*Work instructions:*
a: According to the otosclerosis excerpt, which cells carry out bone resorption?
b: Print everything in the otosclerosis excerpt from "Otosclerosis is a" down to "activity of osteoclasts.".

*Selected text:*
%%

Keywords: Otosclerosis, Stapes, Microarray, Gene expression

1. Introduction

Otosclerosis is a common form of conductive hearing loss. It is characterized by sclerosis of the inner ear bony labyrinth due to abnormal bone remodeling in the otic capsule, which normally undergoes very little bone remodeling after development (Frisch et al., 2000). Bone remodeling is a highly regulated process that involves bone resorption by osteoclasts and bone formation by osteoblasts (for review of bone remodeling see (Cohen, 2006)). Inappropriate regulation of either of these processes can lead to bony abnormalities. As a result, increased formation of bone at otosclerotic foci in the otic capsule can reflect either over activity of osteoblasts or reduced activity of osteoclasts.

%%

*Data listing:*
%%

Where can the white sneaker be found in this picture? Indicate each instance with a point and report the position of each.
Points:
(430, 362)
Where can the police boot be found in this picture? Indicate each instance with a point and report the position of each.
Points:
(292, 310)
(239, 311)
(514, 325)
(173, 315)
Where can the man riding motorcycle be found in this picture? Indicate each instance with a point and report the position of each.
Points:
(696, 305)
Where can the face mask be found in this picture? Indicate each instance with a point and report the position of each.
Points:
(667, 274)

%%
%%

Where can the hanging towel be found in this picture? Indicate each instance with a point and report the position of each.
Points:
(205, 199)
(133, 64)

%%
%%

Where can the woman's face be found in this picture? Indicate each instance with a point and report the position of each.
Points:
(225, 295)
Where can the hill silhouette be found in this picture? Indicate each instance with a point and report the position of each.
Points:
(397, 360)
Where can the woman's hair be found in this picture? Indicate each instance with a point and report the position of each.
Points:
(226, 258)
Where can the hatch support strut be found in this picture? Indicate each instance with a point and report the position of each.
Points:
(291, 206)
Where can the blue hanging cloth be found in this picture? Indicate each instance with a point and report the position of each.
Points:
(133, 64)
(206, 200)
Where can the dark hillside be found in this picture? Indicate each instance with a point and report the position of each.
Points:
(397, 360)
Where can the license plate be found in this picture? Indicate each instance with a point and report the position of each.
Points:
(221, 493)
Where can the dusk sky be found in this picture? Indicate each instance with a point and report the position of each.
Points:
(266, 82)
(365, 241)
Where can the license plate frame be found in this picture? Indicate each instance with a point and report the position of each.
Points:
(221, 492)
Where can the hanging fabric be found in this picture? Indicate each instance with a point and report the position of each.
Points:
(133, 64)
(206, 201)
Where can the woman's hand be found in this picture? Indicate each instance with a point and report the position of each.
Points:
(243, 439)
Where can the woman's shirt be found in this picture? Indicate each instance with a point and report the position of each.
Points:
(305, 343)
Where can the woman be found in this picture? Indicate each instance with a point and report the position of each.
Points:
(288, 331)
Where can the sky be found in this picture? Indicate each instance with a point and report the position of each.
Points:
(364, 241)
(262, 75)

%%

*Task responses:*
a: Osteoclasts.

b:
Otosclerosis is a common form of conductive hearing loss. It is characterized by sclerosis of the inner ear bony labyrinth due to abnormal bone remodeling in the otic capsule, which normally undergoes very little bone remodeling after development (Frisch et al., 2000). Bone remodeling is a highly regulated process that involves bone resorption by osteoclasts and bone formation by osteoblasts (for review of bone remodeling see (Cohen, 2006)). Inappropriate regulation of either of these processes can lead to bony abnormalities. As a result, increased formation of bone at otosclerotic foci in the otic capsule can reflect either over activity of osteoblasts or reduced activity of osteoclasts.